## Exercise task
Gather every line of the data below that contains the word "jacket", and copy each one out in full.

[Rows from a pointing dataset]
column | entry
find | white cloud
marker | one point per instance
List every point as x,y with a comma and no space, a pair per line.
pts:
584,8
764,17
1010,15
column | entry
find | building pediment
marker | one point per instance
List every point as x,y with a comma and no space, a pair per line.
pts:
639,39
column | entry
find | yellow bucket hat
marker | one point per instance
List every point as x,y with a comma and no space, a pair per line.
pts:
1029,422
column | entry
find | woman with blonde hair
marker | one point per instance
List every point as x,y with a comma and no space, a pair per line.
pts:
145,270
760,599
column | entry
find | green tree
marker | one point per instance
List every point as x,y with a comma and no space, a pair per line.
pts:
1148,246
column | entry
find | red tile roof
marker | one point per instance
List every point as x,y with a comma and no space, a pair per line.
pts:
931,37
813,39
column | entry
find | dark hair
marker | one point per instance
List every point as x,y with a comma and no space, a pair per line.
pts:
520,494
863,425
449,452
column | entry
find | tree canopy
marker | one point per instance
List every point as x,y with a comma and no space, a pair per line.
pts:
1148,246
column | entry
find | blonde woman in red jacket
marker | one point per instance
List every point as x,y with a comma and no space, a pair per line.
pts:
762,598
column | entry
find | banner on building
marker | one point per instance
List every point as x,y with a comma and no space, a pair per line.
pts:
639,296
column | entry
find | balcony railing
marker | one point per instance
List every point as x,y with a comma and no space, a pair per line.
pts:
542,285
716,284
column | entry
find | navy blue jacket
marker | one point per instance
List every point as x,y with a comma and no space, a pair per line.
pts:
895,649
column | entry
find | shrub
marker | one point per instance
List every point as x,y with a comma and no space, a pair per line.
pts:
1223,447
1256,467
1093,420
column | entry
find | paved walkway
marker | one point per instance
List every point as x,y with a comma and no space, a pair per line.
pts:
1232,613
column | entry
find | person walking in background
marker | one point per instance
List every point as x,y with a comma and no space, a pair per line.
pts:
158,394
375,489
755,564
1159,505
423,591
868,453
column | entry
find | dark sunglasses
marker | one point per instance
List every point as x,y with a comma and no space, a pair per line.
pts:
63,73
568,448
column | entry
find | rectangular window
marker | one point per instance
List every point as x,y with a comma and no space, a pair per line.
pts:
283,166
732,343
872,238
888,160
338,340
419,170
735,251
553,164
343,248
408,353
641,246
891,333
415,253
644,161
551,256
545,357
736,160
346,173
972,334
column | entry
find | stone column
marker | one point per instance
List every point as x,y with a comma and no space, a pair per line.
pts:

## Exercise solution
find | blonde woman in red jacket
find | navy blue jacket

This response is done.